Document passage:

And speaking of hoping, I hope that I got everyone’s comments correct, please complain loudly if I didn’t.

How to Set Up the new GA Site Search

Saturday, November 3rd, 2007

Yesterday, GA made one of their new features, Site Search analysis, available to everyone with a GA account. I started to set it up for my customers, and realized that I didn’t know what choices to make. (They give you choices, but don’t tell you the implications.)

So I did some testing, and here is what I found.

First, you’ll find the abilities to set up Search under the edit Profile settings:

Site Search Edit

Click the Edit and you’ll get this search setup:sitesearch.jpg

Look to the bottom of the page to find it — most of the options will only appear after you click on the “Do Track Site Search” radio button.

Now, you have to find your query parameters. Go to your website and do a search. Look up into the URL address bar, find where your search term is, and what query parameter goes with it. For example, you might have typed in gifts — and your search term might look like this in the url: &word= gifts. Or maybe it looks like this, &search=gifts. In the first case, your query param is word, and in the second, it is search. No matter, just put that value into the Query Parameter (required) box.
startpages.jpg

But what if you have two on site searches? For example, our site has a regular search and a blog search. In that case, you can put your query parameters in with a comma, like this: word,search. However, the new search doesn’t seem to know how to separate them. You’ll get all the search terms from both, but they’ll be in one long list. You can disaggregate them yourself by working with the Start Pages Report (see it on the left, under the Site Search, which you can find in the Content Reports.) Or your can set up a new profile for the second search.

Now you have to decide, should you strip your query parameters out of GA?I did two profiles last night, one with and one without query params stripped out. I found that stripping out the query parameters here is like stripping them out in the Main Profile Settings (go look at that top screen shot in this post - see how you have the chance to Exclude Query Parameters?) This does a few things for you:

    1. It aggregates all your URIs (so that you don’t have to look at a million pageviews)
    2. It thereby reduces the number of unique pageviews (because www.mysite.com?search=Robbin is a different pageview from www.mysite.com?search=LunaMetrics). This makes it less likely that you will go over GA’s pageview limit and just get the dreaded (other) in your top content
    3. It enables you to take the query parameters out here without messing up your search. This is golden! One of the problems we always encounter is deleting query parameters and breaking our analytics. This is usually about breaking our goals, if, say, one goal is only distinguished from another with a query parameter. By taking them out here, you still achieve the first two points, above, without breaking your searchalytics.

Task instructions:
Reproduce everything in the Site Search setup post above from "But what if" down to "the second search.", word for word.

Data entries:
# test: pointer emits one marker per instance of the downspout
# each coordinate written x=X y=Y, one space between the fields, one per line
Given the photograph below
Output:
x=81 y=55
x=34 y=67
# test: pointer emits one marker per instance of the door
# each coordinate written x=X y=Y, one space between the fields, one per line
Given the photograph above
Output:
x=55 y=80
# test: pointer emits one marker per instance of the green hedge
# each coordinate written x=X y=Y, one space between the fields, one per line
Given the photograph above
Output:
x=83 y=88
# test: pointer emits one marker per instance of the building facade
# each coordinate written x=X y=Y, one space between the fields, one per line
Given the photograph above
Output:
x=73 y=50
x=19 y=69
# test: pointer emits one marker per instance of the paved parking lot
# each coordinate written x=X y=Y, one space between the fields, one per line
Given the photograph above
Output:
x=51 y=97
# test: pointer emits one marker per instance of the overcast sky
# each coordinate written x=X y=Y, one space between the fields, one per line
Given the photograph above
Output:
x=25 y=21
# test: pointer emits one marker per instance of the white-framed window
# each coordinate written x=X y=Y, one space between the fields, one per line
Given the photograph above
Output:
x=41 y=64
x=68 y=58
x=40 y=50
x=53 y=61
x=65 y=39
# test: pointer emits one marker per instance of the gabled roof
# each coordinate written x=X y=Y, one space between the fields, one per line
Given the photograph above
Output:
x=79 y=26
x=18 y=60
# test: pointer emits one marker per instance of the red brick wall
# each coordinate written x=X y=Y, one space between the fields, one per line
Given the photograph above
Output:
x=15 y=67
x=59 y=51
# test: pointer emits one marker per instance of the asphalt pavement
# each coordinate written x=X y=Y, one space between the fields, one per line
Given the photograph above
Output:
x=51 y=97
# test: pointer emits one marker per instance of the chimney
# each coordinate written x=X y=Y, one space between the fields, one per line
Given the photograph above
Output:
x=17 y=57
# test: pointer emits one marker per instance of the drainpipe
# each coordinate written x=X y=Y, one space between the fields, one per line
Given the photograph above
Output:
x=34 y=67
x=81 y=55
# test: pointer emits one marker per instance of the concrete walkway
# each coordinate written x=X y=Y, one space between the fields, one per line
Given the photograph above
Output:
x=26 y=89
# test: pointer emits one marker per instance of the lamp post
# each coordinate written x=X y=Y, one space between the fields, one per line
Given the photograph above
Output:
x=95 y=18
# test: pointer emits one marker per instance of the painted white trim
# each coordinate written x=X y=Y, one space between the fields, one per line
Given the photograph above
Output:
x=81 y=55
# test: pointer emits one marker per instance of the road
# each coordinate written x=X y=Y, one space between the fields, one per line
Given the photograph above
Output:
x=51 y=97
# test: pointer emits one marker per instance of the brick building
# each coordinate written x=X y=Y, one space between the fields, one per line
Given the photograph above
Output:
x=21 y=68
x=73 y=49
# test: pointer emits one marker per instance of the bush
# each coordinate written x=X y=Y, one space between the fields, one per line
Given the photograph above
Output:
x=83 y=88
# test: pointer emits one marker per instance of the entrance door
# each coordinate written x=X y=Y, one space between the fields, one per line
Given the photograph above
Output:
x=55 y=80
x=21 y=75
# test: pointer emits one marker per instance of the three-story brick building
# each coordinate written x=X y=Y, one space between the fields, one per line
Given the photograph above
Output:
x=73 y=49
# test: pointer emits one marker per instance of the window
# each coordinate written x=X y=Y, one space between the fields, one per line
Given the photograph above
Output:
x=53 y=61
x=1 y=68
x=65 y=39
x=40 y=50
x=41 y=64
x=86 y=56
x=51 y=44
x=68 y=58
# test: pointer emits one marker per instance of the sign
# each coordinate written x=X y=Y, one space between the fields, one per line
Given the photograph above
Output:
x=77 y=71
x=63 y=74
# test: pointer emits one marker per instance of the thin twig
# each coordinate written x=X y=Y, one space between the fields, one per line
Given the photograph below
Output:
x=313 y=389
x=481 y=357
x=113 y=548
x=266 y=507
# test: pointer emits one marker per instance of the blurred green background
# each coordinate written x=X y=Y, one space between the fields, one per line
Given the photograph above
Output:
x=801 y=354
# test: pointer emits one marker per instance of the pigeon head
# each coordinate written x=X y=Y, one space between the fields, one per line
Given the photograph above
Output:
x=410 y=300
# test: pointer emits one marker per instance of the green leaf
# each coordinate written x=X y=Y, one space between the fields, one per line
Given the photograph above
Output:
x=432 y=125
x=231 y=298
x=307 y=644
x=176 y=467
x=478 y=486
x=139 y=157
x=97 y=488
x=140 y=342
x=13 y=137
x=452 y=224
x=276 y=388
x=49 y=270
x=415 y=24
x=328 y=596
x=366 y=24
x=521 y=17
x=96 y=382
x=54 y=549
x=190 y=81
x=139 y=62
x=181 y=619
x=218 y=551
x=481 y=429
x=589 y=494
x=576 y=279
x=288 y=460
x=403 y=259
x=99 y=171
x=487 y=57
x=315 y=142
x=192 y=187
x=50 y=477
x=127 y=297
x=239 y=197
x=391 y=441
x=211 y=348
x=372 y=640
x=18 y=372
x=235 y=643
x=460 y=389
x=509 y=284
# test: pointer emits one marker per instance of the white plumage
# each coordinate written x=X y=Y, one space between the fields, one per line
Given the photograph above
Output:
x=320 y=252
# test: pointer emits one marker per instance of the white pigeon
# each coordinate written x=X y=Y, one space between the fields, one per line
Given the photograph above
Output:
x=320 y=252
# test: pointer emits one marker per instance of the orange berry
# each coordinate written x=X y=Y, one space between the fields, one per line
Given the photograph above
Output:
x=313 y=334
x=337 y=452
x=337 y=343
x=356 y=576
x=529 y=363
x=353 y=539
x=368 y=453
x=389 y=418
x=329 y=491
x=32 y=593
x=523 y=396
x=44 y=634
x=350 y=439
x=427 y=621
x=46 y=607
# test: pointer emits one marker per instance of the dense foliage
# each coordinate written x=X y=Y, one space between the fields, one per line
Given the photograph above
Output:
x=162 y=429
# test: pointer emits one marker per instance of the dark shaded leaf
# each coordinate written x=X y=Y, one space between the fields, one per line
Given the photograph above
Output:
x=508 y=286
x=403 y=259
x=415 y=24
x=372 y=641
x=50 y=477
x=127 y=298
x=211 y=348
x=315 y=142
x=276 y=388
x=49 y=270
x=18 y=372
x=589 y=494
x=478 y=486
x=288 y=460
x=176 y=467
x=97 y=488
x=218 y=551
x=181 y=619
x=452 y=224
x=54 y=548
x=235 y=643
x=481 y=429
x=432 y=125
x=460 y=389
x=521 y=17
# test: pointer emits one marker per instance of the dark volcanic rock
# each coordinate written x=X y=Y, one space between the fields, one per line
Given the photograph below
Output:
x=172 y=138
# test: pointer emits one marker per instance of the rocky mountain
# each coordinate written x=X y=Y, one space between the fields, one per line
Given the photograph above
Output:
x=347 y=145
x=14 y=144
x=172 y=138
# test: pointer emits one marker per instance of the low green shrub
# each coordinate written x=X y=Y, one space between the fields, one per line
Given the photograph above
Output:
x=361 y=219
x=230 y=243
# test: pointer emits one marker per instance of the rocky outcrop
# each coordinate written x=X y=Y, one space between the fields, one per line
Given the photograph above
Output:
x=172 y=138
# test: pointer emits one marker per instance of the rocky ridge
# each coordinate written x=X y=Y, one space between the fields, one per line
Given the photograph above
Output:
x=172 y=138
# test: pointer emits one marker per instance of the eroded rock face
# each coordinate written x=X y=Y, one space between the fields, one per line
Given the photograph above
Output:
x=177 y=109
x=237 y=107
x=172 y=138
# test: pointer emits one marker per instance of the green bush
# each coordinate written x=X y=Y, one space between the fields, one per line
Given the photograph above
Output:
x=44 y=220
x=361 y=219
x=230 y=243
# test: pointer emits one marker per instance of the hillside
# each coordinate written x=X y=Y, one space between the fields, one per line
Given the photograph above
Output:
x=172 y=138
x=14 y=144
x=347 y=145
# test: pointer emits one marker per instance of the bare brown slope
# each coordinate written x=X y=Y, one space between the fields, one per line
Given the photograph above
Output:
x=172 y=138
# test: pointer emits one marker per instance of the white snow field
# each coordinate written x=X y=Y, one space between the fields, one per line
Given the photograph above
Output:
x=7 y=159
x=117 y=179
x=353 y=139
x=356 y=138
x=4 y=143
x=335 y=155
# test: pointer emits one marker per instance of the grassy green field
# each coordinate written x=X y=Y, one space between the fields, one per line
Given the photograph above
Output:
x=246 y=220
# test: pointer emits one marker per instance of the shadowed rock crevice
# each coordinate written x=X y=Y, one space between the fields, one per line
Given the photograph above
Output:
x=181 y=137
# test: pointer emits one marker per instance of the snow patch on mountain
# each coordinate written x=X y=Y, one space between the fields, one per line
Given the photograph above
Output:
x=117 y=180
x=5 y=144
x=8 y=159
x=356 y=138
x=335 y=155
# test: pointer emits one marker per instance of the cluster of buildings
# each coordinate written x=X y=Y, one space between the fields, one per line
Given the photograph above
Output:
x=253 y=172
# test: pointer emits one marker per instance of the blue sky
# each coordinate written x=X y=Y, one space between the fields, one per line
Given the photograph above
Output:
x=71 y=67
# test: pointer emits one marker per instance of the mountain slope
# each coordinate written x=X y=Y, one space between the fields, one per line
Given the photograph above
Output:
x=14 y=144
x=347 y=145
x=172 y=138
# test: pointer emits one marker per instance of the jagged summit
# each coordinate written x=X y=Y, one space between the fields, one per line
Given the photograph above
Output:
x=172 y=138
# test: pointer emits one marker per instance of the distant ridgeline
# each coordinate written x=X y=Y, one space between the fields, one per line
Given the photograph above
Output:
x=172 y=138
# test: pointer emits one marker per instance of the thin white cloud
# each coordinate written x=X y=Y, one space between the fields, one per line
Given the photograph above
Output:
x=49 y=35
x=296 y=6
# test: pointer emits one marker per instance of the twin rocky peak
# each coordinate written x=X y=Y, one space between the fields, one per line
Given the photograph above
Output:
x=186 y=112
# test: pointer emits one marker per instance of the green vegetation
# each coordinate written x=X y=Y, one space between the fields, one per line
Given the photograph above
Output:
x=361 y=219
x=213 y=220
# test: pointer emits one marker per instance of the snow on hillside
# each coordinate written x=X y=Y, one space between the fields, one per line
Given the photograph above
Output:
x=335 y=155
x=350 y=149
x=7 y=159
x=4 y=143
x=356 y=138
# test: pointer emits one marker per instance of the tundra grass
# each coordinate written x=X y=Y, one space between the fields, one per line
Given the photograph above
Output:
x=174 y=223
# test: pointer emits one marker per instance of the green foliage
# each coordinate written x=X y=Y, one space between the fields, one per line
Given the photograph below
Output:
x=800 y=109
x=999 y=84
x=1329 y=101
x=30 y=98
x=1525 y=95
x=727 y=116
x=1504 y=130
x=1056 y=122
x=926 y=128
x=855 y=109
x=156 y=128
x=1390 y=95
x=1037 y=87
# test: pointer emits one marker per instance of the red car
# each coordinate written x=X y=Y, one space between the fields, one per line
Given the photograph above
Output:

Problem solution:
But what if you have two on site searches? For example, our site has a regular search and a blog search. In that case, you can put your query parameters in with a comma, like this: word,search. However, the new search doesn’t seem to know how to separate them. You’ll get all the search terms from both, but they’ll be in one long list. You can disaggregate them yourself by working with the Start Pages Report (see it on the left, under the Site Search, which you can find in the Content Reports.) Or your can set up a new profile for the second search.